Your objective -
Copy the lines below word for word, from the line with "Each instance of the blue" up to and including the line with "Target: wispy cloud".

Listed entries -
--

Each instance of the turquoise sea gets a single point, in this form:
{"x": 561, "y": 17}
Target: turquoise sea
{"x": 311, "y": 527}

--

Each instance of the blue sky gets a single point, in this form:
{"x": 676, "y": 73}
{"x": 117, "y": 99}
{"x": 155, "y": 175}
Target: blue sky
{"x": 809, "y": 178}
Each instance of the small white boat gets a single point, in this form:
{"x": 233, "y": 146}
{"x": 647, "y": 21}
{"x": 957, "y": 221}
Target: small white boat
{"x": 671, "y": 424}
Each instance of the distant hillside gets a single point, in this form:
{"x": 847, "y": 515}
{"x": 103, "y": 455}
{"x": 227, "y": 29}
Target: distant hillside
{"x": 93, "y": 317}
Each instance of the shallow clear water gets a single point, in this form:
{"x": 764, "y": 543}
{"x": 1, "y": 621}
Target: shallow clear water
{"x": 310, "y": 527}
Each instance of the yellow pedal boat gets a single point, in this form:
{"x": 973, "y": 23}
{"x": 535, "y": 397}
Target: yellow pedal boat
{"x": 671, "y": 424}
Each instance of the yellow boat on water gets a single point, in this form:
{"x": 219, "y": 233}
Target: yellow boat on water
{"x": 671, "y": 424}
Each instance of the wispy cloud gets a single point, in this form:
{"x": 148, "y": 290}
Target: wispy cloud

--

Output of the task -
Each instance of the blue sky gets a single point, in this form:
{"x": 676, "y": 73}
{"x": 117, "y": 99}
{"x": 155, "y": 175}
Target: blue sky
{"x": 809, "y": 178}
Each instance of the small white boat gets a single point, in this form:
{"x": 233, "y": 146}
{"x": 647, "y": 21}
{"x": 957, "y": 221}
Target: small white boat
{"x": 671, "y": 424}
Each instance of the distant hillside gets a single point, in this form:
{"x": 847, "y": 515}
{"x": 103, "y": 455}
{"x": 227, "y": 29}
Target: distant hillside
{"x": 93, "y": 317}
Each instance of the shallow clear water gets a single point, in this form:
{"x": 764, "y": 543}
{"x": 1, "y": 621}
Target: shallow clear water
{"x": 310, "y": 527}
Each instance of the yellow pedal boat gets a single point, in this form:
{"x": 973, "y": 23}
{"x": 535, "y": 397}
Target: yellow pedal boat
{"x": 671, "y": 424}
Each instance of the yellow boat on water gets a single point, in this form:
{"x": 219, "y": 233}
Target: yellow boat on water
{"x": 671, "y": 424}
Each instance of the wispy cloud gets a single point, in this form:
{"x": 148, "y": 290}
Target: wispy cloud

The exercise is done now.